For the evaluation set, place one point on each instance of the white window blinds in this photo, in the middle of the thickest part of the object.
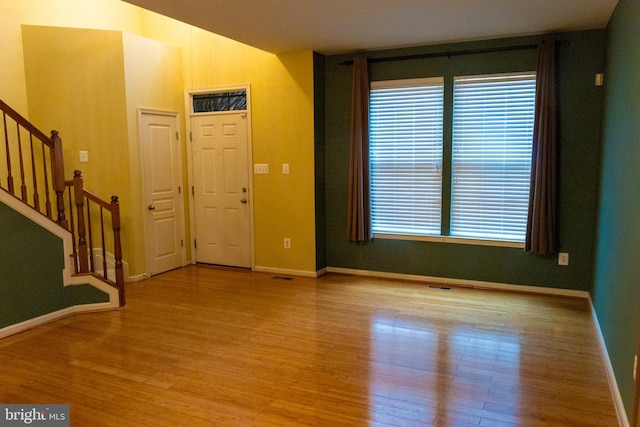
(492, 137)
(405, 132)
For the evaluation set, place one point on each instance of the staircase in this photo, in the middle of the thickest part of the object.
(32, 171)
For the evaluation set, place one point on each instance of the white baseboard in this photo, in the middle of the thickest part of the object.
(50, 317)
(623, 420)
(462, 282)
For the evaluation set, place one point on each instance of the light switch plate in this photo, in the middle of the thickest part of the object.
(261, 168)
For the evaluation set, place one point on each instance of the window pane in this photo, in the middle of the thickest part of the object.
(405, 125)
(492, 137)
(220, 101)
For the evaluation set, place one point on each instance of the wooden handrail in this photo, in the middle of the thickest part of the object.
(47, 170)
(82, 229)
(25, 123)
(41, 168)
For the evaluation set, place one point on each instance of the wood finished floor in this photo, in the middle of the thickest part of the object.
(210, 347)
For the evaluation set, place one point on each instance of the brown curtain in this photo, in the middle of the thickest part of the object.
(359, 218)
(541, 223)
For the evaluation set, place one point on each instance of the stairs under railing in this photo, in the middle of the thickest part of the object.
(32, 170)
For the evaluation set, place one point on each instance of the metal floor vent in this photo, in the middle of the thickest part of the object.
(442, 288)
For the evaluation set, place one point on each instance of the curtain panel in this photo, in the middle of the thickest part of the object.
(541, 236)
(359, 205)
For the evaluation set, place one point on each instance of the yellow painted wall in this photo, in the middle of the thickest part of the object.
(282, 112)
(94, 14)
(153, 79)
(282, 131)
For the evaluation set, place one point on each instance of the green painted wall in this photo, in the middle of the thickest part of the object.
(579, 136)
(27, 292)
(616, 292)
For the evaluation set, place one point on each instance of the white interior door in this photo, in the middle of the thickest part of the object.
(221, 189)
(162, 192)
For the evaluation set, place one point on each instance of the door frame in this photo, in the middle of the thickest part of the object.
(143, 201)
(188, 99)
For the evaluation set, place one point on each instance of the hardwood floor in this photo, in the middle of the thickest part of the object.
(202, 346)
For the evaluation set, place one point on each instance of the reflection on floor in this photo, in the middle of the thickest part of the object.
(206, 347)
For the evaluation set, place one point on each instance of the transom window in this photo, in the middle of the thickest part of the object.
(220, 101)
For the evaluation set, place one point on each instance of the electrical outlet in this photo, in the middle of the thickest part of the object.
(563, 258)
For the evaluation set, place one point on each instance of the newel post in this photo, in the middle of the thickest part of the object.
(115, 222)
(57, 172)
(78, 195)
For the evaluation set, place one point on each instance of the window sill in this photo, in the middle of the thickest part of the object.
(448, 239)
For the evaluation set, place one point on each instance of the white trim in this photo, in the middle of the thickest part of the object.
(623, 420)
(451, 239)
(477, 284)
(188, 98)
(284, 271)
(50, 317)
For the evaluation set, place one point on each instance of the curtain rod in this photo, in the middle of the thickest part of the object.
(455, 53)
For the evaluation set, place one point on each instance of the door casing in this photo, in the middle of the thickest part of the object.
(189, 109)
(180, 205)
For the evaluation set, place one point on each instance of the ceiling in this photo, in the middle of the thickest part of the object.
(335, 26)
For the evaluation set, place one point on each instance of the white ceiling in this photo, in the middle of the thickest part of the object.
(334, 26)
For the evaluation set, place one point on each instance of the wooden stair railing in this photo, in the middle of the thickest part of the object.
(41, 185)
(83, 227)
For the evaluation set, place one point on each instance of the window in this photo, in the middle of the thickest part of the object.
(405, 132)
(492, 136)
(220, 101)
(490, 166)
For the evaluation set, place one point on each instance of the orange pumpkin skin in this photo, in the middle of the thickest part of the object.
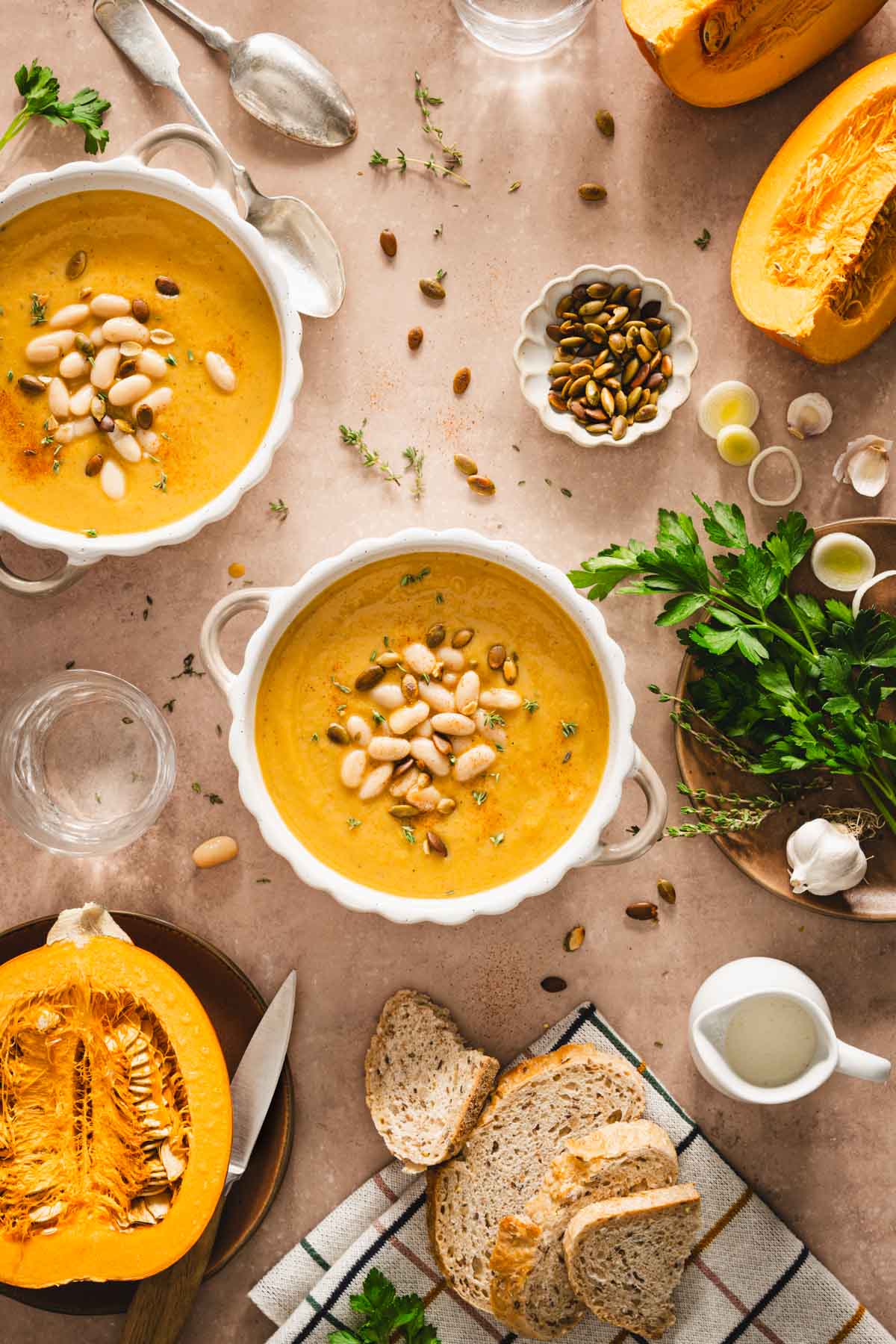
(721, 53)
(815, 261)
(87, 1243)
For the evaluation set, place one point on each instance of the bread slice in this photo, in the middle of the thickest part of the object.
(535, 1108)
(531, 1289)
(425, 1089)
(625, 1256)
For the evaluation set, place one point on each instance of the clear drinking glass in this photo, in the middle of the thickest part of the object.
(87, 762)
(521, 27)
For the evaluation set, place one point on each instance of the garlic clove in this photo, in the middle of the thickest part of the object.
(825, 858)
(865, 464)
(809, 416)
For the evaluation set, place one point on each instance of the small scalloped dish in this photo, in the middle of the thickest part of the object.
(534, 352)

## Stated problem
Without the pictures, restate all of the entries above verbatim.

## Solution to this exercise
For the evaluation set, place one point on each instance of the white window blinds in this photo, in the middle of the thickest part of the object.
(492, 137)
(405, 132)
For the evaluation set, place one point on each instance of the staircase in this photo, in the middle of the thickest part of the object.
(32, 171)
For the evaluation set, place one point on each instance of the white baseboard in this photo, in the middle of the thickest part of the object.
(50, 317)
(623, 420)
(462, 282)
For the evaluation set, place one point on each instance of the light switch plate in this photo, in the middle of the thickest part of the object.
(261, 168)
For the evaluation set, place one point on each instance of the window pane in this photo, in the middle of the thickest part of the object.
(405, 125)
(492, 137)
(220, 101)
For the evaluation set, place one point on each instance of the wooden handrail in this photo, in the middle of the thickest part of the object.
(47, 170)
(82, 229)
(25, 123)
(41, 168)
For the evaluation set, place one point on each instance of the wood finished floor in this photo, in the middle of the thickest part of the object.
(210, 347)
For the evaluation set, place one point on each instance of the brown curtain in this photo, in the middle of the thickest part of the object.
(359, 218)
(541, 223)
For the evaluation set, place one point on each instance of the stairs under railing in this photo, in the middle of the thickest part of the object.
(32, 170)
For the evaluation set, place one point on each instance of the metal floor vent in this photo, in the middle of the thickest part of the object.
(442, 288)
For the evaluation set, place one point on each instance of the curtain panel in this photo, in the middle of the thickest part of the object.
(541, 236)
(359, 205)
For the evaluation set, place one point on each instance of the yellow painted wall in this photo, in the middle of the thickest part of the object.
(282, 112)
(94, 14)
(153, 79)
(282, 131)
For the evaluation set, place one point on each instance of the green painted wall in this photo, in the middle of the thickest part of the object.
(579, 136)
(27, 292)
(616, 292)
For the evaluation set, place one point on each instance of the white interior door in this photo, in the middle of the thickest part of the object.
(221, 189)
(162, 192)
For the evaluation set, place one point on each instance of the door frame in this photo, in the middle of the thickest part of the object.
(143, 201)
(188, 99)
For the evaluation set, place one point on each instance of the hardwood floor in this photo, in the middle of the thickest part of the object.
(202, 346)
For the evaluation set, place one point on each instance of the reflection on floor in this photo, in the middle of the thickest part of the object.
(206, 347)
For the evaluation set, place one point on each instance of the transom window in this photo, in the middle of the thickest part of the object.
(220, 101)
For the evaluation set, place one point on each instance of the electrical outlet in this photo, in the middle of the thickest part of the object.
(563, 258)
For the evaluation set, place one point on each instance of the newel post in this photo, in the middle of the thickest part of the object.
(115, 222)
(57, 172)
(78, 195)
For the evaluation set, place one point on each instance of the window sill in this photo, in the middle of the thickest part of the object.
(448, 239)
For the evaluation set, place one point on each instance of the white trim in this photo, in the middle of the thickest part of the object.
(623, 420)
(451, 239)
(477, 284)
(188, 98)
(284, 271)
(50, 317)
For the evaluation set, place one point on each instance of the curtain rod in this photo, in the middle of the thickest part of the object.
(455, 53)
For the evaluation set, place one point on each instance of the door casing in this photo, in the middle of the thickest part of the object.
(189, 109)
(180, 205)
For the evaluation set, place one point on each instance of the ceiling in this photo, in the middle of the thickest part of the object.
(335, 26)
For the evaluation set, place one point on each instance of the white ceiling in this photo, in the middle of the thickest part of the object.
(334, 26)
For the evaluation set, place one point on each instance of the wooden stair railing in this photo, in the middle of the thickest part of the object.
(41, 185)
(83, 227)
For the evaluation set, place one point on each instance of the window in this photo, in the middle of the thickest part of the object.
(405, 132)
(492, 136)
(220, 101)
(490, 166)
For the evaluation set, place one point on each instance of the orange pumpkin skin in this photo, in the middle of the thickest part of the object.
(721, 53)
(815, 261)
(87, 1243)
For the evaluation set, place one point on each instance of the bread slice in this photo, in the middle of the thickest part of the object.
(535, 1108)
(531, 1289)
(425, 1089)
(625, 1256)
For the evaluation set, place one point on each instance of the clear drinking glass in this photo, in the middle of the thickest part of the object.
(87, 762)
(521, 27)
For the evaluation set, place one point on each instance of the garlic clove in this photo, in the middle of the thickest part of the object.
(825, 858)
(865, 464)
(809, 416)
For the evaluation set, place one point on each instance of the small scalloped dish in this photo, in the middle of the thickest part of the object.
(534, 352)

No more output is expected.